** GIVEN PASSAGE **
Steve Ells provides facts and sings the praises of the Cessna 210.

“The 210 was, simply, an airframe that was adaptable to a lot of different things and it offered a lot of utility and performance at a relatively reasonable price.”

—Richard Collins, Editor Emeritus

of Air Facts Journal

The 210 is a remarkably adaptable airplane. It’s a great choice for a pilot that is qualified to fly complex airplanes, can comply with the requirements supplied by his insurance adjuster—or can pay for the required dual instruction—and has a need for a fast, capable heavy hauler.

Aviation Consumer’s Used Airplane Guide says this about the 210/T210 airplane: “Certified way back in 1959 as a 2,900-pound airplane with a strut-braced wing and a redline speed of 174 knots, it’s evolved into a 4,100-pound 325 hp pressurized behemoth with a 200-knot redline, designed to fly above 20,000 feet in icing conditions.” You’ll see early 1960 and 1961 210s out there priced lower than a 182. But in my opinion, 210s built prior to 1964 should be avoided unless your mechanic knows how to properly maintain an early 210. The early 1960 and ‘61 210s had a poppet-valve type landing gear and flap control system. (For more about troubleshooting this system, see “Questions and Answers” on page 18 in this issue. —Ed.)

Constant improvements

Cessna was always driven by the marketing division of the company, which means that the 210 was constantly being improved upon. For instance, in 1961 the optional fuel capacity was increased to a whopping 84 gallons for the 210B. In 1962 for the 210C, the fuselage was widened. For both the 210B and 210C, MTOW upped to 3,000 pounds.

** ACTIONS TO TAKE **
1) Quote the Cessna 210 passage from "Steve Ells provides" to "capable heavy hauler.".
2) Answer these questions using the Cessna 210 passage:
(a) According to the quoted used airplane guide, in what year was the 210 certified?
(b) To what figure was the optional fuel capacity raised for the 210B in 1961?
(c) What change was made to the fuselage for the 210C in 1962?

** Entries from a point annotation set **

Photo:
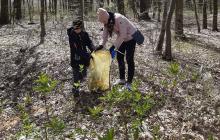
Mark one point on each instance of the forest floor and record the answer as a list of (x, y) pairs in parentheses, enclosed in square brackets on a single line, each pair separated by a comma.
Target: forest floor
[(191, 110)]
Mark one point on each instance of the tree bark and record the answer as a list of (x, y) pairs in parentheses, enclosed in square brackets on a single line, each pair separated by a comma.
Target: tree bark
[(4, 12), (17, 9), (159, 10), (46, 12), (43, 32), (196, 14), (162, 31), (55, 9), (144, 7), (168, 50), (210, 6), (215, 15), (204, 21), (179, 19), (121, 7)]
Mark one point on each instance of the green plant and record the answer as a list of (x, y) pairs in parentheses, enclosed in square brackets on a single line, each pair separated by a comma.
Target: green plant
[(210, 136), (56, 125), (77, 85), (108, 136), (27, 126), (156, 129), (195, 76), (45, 85), (129, 102), (174, 68), (95, 111)]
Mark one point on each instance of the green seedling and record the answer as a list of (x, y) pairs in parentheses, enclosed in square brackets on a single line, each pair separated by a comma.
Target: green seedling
[(56, 125), (81, 68), (96, 111), (174, 68), (108, 136), (156, 130)]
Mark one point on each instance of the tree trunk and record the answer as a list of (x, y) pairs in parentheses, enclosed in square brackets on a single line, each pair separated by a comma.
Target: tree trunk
[(204, 21), (168, 50), (4, 12), (159, 10), (210, 6), (179, 19), (55, 9), (144, 7), (50, 7), (133, 7), (46, 10), (162, 30), (43, 32), (17, 8), (121, 7), (196, 14), (215, 15), (30, 11)]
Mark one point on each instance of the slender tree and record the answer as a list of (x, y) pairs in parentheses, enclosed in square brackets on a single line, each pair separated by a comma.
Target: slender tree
[(196, 14), (144, 7), (163, 29), (215, 15), (210, 6), (158, 10), (46, 12), (55, 8), (204, 21), (17, 9), (4, 13), (121, 7), (179, 19), (168, 50), (43, 32)]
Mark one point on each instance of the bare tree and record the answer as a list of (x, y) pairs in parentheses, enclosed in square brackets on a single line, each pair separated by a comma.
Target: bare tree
[(4, 12), (168, 50), (43, 32), (121, 7), (210, 6), (215, 15), (158, 10), (144, 7), (162, 30), (132, 4), (179, 19), (196, 14), (204, 21), (17, 9), (30, 11)]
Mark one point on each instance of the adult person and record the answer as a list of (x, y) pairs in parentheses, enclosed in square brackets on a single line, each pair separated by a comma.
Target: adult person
[(124, 44), (79, 42)]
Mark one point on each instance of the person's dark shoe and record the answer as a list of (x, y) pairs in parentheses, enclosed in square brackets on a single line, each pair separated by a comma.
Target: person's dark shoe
[(119, 82)]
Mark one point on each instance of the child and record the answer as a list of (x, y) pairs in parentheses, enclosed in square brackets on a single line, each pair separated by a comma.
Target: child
[(79, 44)]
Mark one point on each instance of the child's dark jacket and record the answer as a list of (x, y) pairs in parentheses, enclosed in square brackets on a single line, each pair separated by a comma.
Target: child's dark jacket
[(79, 45)]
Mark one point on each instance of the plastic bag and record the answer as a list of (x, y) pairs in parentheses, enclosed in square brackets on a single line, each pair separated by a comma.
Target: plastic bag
[(99, 69)]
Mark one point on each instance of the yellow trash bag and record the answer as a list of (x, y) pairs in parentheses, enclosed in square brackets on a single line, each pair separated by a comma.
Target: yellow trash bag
[(99, 69)]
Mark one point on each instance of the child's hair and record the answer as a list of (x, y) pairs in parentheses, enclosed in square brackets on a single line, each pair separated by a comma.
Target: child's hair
[(77, 24)]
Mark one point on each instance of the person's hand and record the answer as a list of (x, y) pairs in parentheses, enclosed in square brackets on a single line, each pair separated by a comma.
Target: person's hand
[(112, 51), (99, 48)]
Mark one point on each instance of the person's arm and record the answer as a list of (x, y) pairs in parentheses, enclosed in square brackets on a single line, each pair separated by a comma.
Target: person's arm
[(122, 33), (89, 42), (104, 36)]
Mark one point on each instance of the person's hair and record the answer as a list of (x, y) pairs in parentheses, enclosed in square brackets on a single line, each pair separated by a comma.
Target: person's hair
[(111, 23)]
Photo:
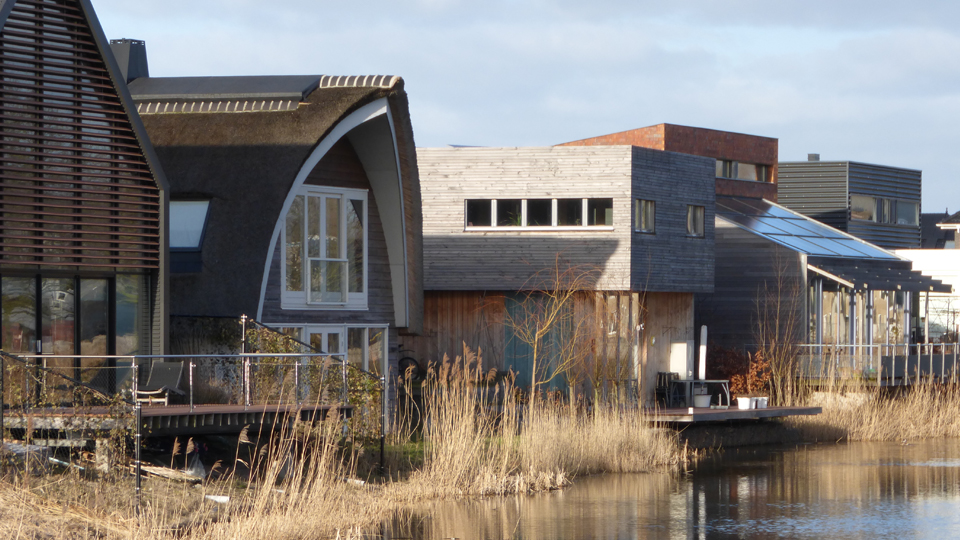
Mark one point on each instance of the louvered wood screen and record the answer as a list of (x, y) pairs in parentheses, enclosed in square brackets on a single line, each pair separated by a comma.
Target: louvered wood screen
[(75, 188)]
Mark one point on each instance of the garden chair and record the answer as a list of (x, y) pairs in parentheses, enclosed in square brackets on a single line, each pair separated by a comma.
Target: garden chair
[(164, 380)]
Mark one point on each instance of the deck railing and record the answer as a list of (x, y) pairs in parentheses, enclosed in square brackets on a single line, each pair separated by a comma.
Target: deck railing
[(881, 364)]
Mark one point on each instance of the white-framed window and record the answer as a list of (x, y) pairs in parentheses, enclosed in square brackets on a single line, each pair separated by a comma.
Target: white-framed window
[(324, 261), (644, 215), (538, 214), (695, 221)]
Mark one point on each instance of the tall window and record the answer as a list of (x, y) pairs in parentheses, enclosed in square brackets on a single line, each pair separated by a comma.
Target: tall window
[(540, 213), (325, 247), (644, 215), (741, 171), (694, 220)]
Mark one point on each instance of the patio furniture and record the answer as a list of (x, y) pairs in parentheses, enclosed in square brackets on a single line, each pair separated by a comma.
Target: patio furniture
[(164, 379)]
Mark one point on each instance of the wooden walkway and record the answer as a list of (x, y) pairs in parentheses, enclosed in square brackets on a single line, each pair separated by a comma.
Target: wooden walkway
[(684, 416), (159, 420)]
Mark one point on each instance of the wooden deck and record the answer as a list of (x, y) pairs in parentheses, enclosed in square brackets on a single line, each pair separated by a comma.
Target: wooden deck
[(159, 420), (684, 416)]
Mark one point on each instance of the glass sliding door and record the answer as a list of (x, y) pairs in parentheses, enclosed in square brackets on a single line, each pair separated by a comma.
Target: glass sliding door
[(18, 300)]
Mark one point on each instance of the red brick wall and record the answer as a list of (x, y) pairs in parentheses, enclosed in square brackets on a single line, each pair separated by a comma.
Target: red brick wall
[(708, 143), (648, 137)]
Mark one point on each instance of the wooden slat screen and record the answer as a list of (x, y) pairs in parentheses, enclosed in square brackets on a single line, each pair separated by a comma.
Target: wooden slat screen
[(75, 188)]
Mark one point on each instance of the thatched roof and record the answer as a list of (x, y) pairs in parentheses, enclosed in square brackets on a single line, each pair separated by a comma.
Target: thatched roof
[(246, 162)]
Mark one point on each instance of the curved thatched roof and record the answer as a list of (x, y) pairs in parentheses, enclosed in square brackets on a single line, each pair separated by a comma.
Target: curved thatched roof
[(246, 162)]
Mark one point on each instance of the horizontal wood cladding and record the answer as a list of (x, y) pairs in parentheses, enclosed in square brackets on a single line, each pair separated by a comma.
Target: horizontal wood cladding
[(478, 320), (515, 258), (669, 260), (75, 187), (747, 266)]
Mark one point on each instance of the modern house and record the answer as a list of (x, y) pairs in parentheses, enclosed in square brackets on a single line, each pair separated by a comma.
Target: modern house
[(876, 203), (630, 228), (294, 200), (83, 199), (834, 286)]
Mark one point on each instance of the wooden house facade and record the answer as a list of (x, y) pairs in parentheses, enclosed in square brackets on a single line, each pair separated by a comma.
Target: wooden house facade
[(83, 199), (810, 284), (295, 201), (625, 232)]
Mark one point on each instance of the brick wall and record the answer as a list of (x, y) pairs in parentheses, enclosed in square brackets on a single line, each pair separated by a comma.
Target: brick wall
[(707, 143)]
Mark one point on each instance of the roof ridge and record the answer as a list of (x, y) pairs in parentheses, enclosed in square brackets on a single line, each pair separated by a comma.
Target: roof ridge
[(342, 81)]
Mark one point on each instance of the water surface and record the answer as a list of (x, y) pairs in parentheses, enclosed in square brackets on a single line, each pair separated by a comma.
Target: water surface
[(857, 490)]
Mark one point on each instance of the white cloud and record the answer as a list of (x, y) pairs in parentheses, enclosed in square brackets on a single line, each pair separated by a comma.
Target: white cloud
[(873, 81)]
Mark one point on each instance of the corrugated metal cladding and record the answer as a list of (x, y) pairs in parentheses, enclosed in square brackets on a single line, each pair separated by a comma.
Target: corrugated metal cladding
[(887, 182), (75, 188), (822, 189), (815, 188)]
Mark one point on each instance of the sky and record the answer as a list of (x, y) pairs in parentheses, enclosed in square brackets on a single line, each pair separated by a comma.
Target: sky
[(877, 82)]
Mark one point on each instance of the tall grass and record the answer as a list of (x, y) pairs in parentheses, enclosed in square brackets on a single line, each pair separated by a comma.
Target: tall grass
[(478, 439), (860, 412)]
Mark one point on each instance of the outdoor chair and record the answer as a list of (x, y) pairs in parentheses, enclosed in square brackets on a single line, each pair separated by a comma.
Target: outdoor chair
[(164, 380)]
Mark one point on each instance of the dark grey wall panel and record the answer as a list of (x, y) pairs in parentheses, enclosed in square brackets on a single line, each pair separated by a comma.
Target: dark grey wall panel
[(669, 260)]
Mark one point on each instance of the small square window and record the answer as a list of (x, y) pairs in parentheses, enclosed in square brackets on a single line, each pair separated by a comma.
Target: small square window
[(569, 212), (694, 220), (187, 222), (539, 212), (478, 213), (644, 215), (600, 212), (509, 213)]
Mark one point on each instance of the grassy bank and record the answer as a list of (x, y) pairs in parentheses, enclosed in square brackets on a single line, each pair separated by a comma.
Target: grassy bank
[(477, 439), (868, 413)]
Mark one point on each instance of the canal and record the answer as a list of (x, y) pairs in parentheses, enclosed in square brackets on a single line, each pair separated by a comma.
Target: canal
[(856, 490)]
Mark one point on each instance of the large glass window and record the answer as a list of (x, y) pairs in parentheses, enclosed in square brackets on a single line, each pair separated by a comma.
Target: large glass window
[(695, 220), (54, 324), (644, 215), (325, 249)]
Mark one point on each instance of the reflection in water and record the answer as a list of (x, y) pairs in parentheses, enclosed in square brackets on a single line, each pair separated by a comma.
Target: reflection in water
[(858, 490)]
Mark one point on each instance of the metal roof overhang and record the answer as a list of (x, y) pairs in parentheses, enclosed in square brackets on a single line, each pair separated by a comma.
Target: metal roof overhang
[(877, 275)]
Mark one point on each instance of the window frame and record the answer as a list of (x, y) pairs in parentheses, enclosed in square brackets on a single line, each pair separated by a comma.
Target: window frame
[(301, 299), (524, 215), (640, 214), (692, 222)]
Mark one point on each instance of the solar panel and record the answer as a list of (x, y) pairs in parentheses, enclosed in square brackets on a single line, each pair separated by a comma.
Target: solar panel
[(794, 230)]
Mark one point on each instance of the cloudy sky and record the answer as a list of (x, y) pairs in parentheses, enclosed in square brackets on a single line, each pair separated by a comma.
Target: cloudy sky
[(866, 81)]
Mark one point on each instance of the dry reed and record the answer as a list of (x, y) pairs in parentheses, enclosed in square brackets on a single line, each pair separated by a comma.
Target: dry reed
[(478, 440), (857, 412)]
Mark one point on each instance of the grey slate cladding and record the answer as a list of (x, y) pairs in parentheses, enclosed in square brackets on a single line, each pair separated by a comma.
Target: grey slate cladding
[(621, 259)]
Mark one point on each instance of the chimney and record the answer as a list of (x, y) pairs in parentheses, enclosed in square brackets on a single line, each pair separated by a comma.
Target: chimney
[(131, 54)]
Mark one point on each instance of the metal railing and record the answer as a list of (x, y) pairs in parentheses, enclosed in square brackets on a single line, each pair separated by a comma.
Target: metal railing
[(882, 364)]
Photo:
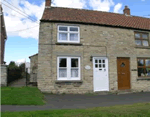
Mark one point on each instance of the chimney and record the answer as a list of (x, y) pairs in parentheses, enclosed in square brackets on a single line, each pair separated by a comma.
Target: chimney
[(126, 10), (47, 3)]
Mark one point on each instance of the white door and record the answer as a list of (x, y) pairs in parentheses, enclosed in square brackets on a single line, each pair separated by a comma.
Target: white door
[(100, 71)]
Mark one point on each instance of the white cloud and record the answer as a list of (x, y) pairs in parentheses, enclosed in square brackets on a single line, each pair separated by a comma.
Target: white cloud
[(15, 21), (117, 8), (101, 5)]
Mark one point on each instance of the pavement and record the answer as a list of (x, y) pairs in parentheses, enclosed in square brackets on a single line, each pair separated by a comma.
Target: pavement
[(71, 101)]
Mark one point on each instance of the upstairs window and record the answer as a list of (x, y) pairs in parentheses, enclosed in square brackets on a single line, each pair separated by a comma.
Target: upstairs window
[(141, 39), (68, 34)]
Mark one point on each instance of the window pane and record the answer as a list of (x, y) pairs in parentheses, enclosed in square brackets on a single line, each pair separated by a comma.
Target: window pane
[(99, 61), (103, 61), (138, 42), (145, 43), (141, 72), (144, 36), (73, 29), (137, 35), (62, 62), (147, 61), (74, 62), (73, 37), (62, 36), (74, 72), (96, 61), (140, 62), (62, 72), (62, 28), (148, 72), (96, 65)]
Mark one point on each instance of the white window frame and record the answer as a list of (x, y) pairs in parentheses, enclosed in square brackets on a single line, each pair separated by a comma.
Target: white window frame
[(68, 34), (68, 69)]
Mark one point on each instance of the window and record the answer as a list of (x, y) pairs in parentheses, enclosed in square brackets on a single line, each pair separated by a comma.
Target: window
[(68, 34), (68, 68), (141, 39), (143, 67)]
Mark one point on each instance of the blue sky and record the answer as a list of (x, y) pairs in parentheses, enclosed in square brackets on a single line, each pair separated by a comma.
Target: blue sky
[(22, 44)]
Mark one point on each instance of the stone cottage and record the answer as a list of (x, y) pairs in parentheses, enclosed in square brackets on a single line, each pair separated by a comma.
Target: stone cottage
[(83, 51)]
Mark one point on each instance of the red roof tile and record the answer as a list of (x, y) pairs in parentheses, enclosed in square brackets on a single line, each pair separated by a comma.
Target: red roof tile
[(95, 17)]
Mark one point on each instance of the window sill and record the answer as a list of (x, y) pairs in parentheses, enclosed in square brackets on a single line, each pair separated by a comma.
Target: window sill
[(68, 81), (143, 78), (142, 47), (65, 43)]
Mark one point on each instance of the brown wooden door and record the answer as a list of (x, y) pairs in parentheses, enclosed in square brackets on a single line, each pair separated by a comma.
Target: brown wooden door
[(123, 66)]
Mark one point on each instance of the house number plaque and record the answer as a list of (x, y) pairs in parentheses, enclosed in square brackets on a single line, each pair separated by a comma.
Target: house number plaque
[(87, 67)]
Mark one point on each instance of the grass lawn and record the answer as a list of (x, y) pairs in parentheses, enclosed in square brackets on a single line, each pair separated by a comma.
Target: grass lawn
[(135, 110), (21, 96)]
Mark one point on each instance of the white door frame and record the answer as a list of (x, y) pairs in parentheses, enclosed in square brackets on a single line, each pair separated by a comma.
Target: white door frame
[(93, 70)]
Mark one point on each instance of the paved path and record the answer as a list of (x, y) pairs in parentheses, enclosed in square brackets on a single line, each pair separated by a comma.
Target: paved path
[(18, 83), (71, 101)]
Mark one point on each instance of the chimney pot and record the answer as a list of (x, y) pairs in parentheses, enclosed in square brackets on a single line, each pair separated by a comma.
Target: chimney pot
[(47, 3), (126, 10)]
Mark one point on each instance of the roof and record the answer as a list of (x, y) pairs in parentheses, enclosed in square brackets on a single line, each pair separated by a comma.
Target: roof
[(33, 55), (95, 17)]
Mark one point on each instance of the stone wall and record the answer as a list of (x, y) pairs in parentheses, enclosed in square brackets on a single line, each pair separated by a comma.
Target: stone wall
[(3, 75), (33, 68), (95, 41)]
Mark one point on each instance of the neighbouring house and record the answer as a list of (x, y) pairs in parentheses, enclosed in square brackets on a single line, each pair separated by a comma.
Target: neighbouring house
[(3, 38), (82, 51)]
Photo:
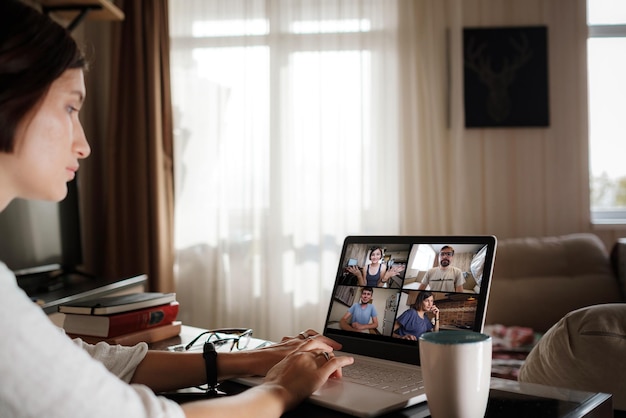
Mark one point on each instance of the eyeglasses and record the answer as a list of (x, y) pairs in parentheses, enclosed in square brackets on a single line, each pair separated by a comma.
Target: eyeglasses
[(236, 337)]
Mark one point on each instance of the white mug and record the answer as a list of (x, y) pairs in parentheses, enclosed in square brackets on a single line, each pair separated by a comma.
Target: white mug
[(456, 367)]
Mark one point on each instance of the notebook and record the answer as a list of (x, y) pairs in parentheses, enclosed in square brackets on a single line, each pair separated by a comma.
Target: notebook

** FINAL RESULTS **
1)
Steve Ells provides facts and sings the praises of the Cessna 210.

“The 210 was, simply, an airframe that was adaptable to a lot of different things and it offered a lot of utility and performance at a relatively reasonable price.”

—Richard Collins, Editor Emeritus

of Air Facts Journal

The 210 is a remarkably adaptable airplane. It’s a great choice for a pilot that is qualified to fly complex airplanes, can comply with the requirements supplied by his insurance adjuster—or can pay for the required dual instruction—and has a need for a fast, capable heavy hauler.

2)
(a) 1959
(b) 84 gallons
(c) The fuselage was widened.